— start Supplied material —

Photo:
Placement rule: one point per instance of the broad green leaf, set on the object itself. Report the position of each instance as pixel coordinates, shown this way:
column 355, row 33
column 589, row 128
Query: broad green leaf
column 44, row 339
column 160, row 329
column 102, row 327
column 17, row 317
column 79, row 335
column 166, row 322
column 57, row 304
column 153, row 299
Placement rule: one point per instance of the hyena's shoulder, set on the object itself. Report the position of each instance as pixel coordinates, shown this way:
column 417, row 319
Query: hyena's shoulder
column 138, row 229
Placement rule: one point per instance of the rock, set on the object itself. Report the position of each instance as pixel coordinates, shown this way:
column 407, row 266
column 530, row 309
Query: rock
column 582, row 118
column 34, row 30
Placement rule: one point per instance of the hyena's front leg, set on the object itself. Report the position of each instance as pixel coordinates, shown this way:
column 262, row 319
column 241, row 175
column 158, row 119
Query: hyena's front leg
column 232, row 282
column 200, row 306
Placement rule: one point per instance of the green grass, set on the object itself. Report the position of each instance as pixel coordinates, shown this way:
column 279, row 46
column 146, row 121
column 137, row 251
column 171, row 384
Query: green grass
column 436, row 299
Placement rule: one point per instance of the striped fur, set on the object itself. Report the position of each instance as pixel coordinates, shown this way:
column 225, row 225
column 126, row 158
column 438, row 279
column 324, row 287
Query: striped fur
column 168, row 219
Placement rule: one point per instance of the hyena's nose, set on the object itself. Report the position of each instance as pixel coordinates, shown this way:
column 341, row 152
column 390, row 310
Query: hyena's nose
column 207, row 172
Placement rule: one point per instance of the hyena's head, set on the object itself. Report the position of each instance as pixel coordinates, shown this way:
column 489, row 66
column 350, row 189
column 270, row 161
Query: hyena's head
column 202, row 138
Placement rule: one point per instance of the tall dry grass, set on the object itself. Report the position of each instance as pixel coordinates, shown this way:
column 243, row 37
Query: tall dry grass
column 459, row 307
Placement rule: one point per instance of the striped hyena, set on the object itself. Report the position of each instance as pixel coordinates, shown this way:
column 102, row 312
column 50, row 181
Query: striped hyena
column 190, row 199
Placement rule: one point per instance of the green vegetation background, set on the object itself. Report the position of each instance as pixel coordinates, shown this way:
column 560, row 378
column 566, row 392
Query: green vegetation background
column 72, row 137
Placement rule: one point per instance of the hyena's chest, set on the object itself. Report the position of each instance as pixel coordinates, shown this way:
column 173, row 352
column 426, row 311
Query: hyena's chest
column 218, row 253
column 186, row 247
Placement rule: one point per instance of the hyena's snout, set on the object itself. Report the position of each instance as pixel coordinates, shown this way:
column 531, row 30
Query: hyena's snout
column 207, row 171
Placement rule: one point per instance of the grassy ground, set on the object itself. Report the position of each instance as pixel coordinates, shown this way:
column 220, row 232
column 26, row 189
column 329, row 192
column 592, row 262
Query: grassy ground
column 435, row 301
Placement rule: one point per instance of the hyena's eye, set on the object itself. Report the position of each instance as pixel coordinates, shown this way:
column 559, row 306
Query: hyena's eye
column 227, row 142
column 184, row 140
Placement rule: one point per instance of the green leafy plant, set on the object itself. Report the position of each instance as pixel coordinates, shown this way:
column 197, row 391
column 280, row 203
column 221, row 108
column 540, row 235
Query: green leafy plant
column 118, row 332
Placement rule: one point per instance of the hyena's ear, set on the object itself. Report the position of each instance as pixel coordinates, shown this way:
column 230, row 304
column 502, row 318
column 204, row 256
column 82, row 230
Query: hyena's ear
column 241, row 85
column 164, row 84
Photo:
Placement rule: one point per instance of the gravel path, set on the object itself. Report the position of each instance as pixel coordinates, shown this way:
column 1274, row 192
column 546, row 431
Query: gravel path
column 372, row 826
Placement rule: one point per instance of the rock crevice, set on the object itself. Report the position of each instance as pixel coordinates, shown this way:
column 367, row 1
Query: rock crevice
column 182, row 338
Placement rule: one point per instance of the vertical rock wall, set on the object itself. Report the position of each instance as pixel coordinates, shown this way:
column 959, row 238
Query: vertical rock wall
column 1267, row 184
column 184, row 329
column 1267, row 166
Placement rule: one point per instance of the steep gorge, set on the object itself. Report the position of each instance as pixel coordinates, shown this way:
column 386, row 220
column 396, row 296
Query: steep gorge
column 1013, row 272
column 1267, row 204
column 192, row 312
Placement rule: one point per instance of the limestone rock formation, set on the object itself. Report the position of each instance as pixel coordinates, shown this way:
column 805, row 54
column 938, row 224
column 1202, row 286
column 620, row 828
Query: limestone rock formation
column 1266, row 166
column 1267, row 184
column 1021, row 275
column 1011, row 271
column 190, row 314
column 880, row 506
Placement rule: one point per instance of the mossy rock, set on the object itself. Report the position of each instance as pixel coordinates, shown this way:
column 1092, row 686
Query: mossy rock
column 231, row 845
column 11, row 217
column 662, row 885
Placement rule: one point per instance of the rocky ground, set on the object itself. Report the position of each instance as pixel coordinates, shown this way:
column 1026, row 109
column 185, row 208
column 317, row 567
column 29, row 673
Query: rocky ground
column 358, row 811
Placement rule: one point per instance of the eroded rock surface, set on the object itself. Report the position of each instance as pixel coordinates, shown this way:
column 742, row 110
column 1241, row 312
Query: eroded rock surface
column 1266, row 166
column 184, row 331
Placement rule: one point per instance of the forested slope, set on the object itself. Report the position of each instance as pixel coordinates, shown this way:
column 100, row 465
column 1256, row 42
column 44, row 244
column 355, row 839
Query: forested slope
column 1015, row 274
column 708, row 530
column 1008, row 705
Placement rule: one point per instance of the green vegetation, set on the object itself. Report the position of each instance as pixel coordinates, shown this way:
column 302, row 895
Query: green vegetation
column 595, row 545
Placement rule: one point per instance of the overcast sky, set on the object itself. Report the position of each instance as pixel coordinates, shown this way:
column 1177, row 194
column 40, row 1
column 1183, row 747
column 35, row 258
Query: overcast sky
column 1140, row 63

— end Supplied material —

▶ Work to be completed: Copy out the listing above without any changes, from its first line up to and including the line with "column 207, row 172".

▶ Exercise result:
Photo:
Placement rule: one point per instance of the broad green leaf, set on the object itself. Report the position of each instance as pixel coordinates, shown this way:
column 355, row 33
column 589, row 128
Query: broad green leaf
column 44, row 339
column 160, row 329
column 102, row 327
column 17, row 317
column 79, row 335
column 166, row 322
column 57, row 304
column 153, row 299
Placement rule: one point per instance of the hyena's shoulder, set on the object itself. Report the position of each instance as pixel coordinates, shown this way:
column 417, row 319
Query: hyena's shoulder
column 138, row 229
Placement rule: one point per instance of the rock, set on the object itself. Report the position of each instance as pixel coordinates, shown this way:
column 407, row 266
column 530, row 309
Query: rock
column 582, row 118
column 34, row 30
Placement rule: one point per instance of the hyena's front leg, set on the object itself. Report the position of each instance as pixel coordinates, shown this way:
column 262, row 319
column 241, row 175
column 158, row 119
Query: hyena's front leg
column 232, row 282
column 200, row 306
Placement rule: one point per instance of the green grass, set on the object itself. Report the position of each instance as pixel coordinates, shown this way:
column 279, row 46
column 146, row 121
column 137, row 251
column 171, row 384
Query: green grass
column 436, row 299
Placement rule: one point per instance of the striped fur, set on the object itself. Report the position of each instance as pixel coordinates, shown this way:
column 225, row 225
column 126, row 158
column 438, row 279
column 324, row 287
Query: striped fur
column 168, row 219
Placement rule: one point per instance of the hyena's nose, set on the object itself. Report the position of each instance as pixel coordinates, shown this way:
column 341, row 152
column 390, row 310
Query: hyena's nose
column 207, row 172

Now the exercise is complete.